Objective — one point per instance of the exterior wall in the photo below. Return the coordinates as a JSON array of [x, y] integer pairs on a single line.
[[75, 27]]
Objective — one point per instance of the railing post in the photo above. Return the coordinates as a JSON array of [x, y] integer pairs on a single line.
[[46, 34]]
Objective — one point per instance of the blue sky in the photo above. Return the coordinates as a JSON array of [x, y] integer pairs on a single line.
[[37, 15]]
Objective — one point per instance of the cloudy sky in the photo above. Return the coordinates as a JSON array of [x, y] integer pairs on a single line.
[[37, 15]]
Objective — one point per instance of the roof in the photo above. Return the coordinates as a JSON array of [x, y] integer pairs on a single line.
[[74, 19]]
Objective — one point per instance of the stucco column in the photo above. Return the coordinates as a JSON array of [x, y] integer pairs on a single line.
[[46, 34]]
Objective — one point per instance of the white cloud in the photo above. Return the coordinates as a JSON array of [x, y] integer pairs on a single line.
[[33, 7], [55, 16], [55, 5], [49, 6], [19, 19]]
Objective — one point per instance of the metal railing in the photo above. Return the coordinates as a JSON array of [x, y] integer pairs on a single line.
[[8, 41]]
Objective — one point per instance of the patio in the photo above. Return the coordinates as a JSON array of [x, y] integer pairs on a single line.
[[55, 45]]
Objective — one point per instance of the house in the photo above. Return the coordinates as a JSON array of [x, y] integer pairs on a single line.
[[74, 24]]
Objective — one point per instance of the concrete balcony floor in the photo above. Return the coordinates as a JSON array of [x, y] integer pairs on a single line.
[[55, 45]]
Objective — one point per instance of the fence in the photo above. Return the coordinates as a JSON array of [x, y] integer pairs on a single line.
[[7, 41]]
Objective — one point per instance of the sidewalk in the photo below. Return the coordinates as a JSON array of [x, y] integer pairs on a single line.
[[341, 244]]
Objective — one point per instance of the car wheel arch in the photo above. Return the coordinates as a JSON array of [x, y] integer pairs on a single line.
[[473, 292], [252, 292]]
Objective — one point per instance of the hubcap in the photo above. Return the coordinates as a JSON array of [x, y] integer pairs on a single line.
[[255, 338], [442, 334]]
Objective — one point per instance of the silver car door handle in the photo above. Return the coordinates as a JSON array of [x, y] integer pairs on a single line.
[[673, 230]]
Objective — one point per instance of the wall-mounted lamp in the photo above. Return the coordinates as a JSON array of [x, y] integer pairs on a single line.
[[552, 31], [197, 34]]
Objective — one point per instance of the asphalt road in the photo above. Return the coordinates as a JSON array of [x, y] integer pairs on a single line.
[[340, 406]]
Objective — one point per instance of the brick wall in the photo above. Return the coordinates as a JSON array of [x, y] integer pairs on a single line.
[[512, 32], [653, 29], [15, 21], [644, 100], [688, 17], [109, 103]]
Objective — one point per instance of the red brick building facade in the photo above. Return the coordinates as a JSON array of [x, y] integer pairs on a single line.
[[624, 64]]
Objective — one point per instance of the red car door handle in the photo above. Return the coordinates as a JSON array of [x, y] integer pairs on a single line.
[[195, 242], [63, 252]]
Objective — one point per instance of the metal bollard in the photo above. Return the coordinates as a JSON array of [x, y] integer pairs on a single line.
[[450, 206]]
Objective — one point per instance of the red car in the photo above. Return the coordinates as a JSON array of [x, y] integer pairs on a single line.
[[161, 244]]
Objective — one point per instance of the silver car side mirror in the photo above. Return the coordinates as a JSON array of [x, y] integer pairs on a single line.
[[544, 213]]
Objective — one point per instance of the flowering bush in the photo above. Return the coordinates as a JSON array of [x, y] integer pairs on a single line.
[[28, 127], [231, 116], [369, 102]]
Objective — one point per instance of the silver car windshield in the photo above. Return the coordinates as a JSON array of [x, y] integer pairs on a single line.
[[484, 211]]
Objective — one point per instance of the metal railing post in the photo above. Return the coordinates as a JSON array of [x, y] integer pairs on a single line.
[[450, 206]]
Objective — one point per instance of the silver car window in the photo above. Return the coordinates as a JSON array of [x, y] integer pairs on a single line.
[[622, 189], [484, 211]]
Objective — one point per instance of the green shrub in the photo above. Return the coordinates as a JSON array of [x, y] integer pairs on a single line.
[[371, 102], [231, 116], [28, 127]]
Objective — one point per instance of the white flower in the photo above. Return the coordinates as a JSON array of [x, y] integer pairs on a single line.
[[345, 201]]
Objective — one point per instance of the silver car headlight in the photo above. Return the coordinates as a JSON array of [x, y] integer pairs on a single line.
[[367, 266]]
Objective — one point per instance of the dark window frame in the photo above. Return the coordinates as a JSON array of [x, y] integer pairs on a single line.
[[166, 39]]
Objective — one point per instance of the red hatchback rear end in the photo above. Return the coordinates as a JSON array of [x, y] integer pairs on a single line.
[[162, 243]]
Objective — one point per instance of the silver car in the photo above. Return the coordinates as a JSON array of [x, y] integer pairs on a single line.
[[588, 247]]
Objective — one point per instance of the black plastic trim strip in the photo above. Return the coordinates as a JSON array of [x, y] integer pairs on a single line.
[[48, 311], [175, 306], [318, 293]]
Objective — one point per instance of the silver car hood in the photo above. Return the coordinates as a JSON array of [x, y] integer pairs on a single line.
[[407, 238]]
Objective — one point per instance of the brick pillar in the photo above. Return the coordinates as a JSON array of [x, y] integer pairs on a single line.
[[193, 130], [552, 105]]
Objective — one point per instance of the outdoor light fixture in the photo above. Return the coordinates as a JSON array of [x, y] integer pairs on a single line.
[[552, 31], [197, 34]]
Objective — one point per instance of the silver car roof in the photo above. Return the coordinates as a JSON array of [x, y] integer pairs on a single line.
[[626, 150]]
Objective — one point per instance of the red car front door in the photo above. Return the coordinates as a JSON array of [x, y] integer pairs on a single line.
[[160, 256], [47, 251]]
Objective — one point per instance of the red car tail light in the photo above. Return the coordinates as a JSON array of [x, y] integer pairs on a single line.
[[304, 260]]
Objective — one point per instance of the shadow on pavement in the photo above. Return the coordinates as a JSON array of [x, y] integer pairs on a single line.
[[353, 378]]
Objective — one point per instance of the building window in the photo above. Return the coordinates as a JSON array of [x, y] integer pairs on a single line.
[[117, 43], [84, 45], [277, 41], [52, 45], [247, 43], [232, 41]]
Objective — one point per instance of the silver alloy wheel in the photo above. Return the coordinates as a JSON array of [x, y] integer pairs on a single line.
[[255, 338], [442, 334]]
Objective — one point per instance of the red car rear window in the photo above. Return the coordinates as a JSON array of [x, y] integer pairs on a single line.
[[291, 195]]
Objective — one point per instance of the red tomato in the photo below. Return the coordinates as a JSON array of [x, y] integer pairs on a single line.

* * * * * * *

Render the lines from the one holding "Objective — one point per instance of the shadow" through the one holding "43], [232, 41]]", inclusive, as a Markdown table with the columns Index and Entry. Number each line and leave out any blank lines.

EXERCISE RESPONSE:
| Index | Entry |
|---|---|
| 1 | Objective — one point per instance of the shadow on pavement in the photo above. Return the coordinates as a JSON array of [x, y] integer pairs on a single line. |
| 2 | [[353, 378]] |
| 3 | Objective — one point per instance of the building window in the photo above. Return the coordinates as a JSON array of [x, y] integer pairs on a single line. |
| 4 | [[117, 43], [84, 45], [277, 41], [52, 45], [247, 43], [232, 41]] |